--- START Information shown ---

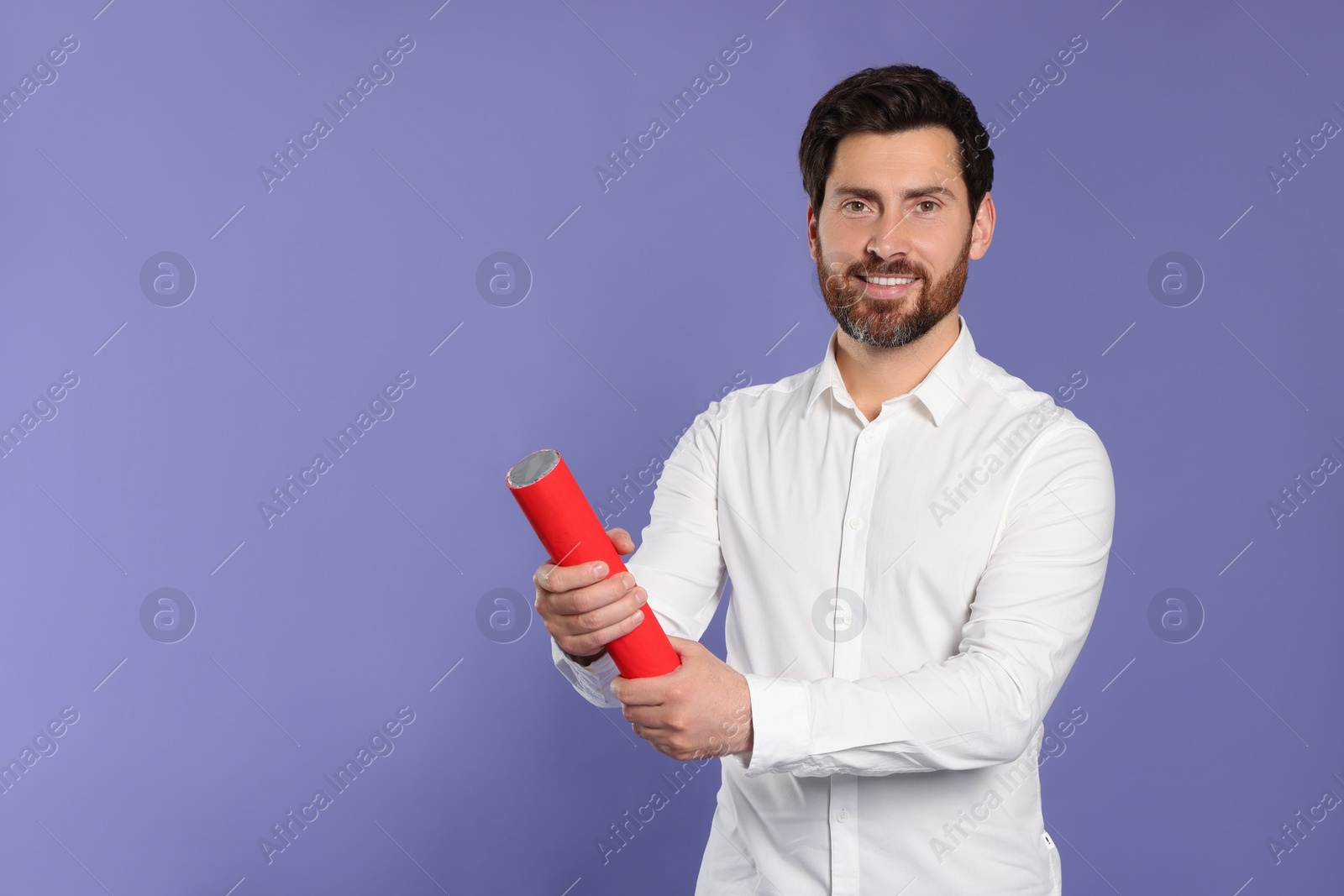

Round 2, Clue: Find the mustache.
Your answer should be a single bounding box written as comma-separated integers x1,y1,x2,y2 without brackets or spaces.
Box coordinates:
849,265,923,277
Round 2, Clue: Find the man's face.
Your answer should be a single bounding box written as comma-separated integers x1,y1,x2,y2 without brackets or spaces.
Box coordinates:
808,126,993,348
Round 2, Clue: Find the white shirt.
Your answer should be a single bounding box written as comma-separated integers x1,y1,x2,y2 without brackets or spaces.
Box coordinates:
551,314,1114,896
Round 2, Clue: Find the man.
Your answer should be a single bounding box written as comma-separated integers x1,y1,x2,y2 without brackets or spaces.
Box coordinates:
535,65,1114,896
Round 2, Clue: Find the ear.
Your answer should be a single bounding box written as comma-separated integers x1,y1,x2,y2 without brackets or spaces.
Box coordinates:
969,193,996,260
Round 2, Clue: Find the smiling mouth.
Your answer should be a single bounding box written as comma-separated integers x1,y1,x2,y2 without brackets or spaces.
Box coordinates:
858,274,919,298
858,274,919,286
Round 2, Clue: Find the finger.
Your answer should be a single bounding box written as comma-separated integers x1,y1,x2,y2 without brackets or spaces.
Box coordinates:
616,676,668,706
546,572,648,623
606,525,634,553
621,706,667,731
551,611,643,657
533,562,610,594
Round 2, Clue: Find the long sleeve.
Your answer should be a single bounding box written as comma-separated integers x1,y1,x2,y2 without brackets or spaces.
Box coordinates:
551,399,727,708
737,425,1116,777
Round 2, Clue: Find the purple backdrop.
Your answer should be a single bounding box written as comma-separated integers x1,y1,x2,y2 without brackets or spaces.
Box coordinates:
0,0,1344,896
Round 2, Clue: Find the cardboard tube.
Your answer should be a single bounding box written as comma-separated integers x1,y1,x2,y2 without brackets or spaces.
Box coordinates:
504,448,681,679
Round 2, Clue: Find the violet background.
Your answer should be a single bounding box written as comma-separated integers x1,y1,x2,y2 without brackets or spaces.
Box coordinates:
0,0,1344,896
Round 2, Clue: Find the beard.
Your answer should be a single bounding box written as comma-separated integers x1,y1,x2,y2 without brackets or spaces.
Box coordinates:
817,228,974,348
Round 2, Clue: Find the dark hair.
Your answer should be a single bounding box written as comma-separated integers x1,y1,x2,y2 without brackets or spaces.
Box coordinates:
798,65,995,220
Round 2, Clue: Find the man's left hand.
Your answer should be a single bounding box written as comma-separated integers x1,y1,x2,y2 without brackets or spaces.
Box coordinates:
612,638,753,762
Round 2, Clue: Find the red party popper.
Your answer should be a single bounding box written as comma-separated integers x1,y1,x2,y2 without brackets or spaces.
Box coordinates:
504,448,681,679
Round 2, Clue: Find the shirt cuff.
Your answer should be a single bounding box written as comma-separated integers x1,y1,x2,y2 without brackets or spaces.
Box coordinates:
732,673,811,778
551,637,621,710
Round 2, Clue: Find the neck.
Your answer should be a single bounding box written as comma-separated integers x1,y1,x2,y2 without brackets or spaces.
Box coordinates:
836,309,961,421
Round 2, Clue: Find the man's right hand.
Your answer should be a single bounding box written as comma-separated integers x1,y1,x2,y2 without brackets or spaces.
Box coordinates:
533,528,648,666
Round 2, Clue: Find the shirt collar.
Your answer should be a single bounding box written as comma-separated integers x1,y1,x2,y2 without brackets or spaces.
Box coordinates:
802,312,976,426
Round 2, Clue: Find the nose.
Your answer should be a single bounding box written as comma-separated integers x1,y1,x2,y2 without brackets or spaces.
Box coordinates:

--- END Information shown ---

» Task
Edit the items from the line that contains "Round 2, Clue: Find the cardboard tube." through the last line of the items, inclusive. Replace "Clue" with "Hint", keep everything else unchanged, and give only those lines.

» In response
Round 2, Hint: Find the cardboard tube.
Your answer should be a single bounding box written as comma-separated integers x1,y1,x2,y2 without brackets or spaces.
Box coordinates:
504,448,681,679
Round 2, Hint: Find the violet background.
Your answer should be a single bounding box written as comma-separated integers x1,y1,x2,y2 without brackets or spaces.
Box coordinates:
0,0,1344,896
Round 2, Hint: Find the beard.
Your answer should be a single bounding box written as comma-separated integers x1,y1,x2,y2 without brackets or spaces.
Box coordinates:
817,228,974,348
Round 2, Hint: Find the dark hair.
Your answer should be a single bounding box written as comma-separated integers x1,y1,x2,y2 without brackets or spaces.
Box coordinates:
798,65,995,220
Round 2, Hint: Find the man's left hand.
Your answer should be a single bounding box written as comma-separated integers x1,y1,x2,y2 without brackets or spaces.
Box coordinates:
612,638,753,762
Round 2, Hint: Find the red party popper.
Your answer should be a single bounding box written as comma-separated integers x1,y1,x2,y2 without brackets or spaces.
Box coordinates:
504,448,681,679
Round 2, Hint: Find the shirt cuff.
Your answer should be a single bounding box written as comma-separated integers x1,y1,x2,y2 without brackets or spaces.
Box coordinates:
732,673,811,778
551,637,621,710
Round 2, Hint: Find the neck.
Your answer should be a single bounding box written as comma-separated integers x1,y1,x2,y2 without brackets or spaces.
Box coordinates:
836,309,961,421
Round 2, Hint: Find the man's right hand.
Your answer should be a single bounding box written as comma-separated integers x1,y1,x2,y2 without brackets or spaces.
Box coordinates:
533,528,648,666
Round 2, Hint: Find the shirt collar.
Your answer should be a single bounding box written as comma-separated integers x1,y1,x2,y2 without brackets or spaces.
Box coordinates:
802,312,976,426
Round 2, Hint: Find the nose.
Your answer should be a single bounding box written as comma-separated integers x1,y1,x2,y2 without brackets or spaces.
Box coordinates:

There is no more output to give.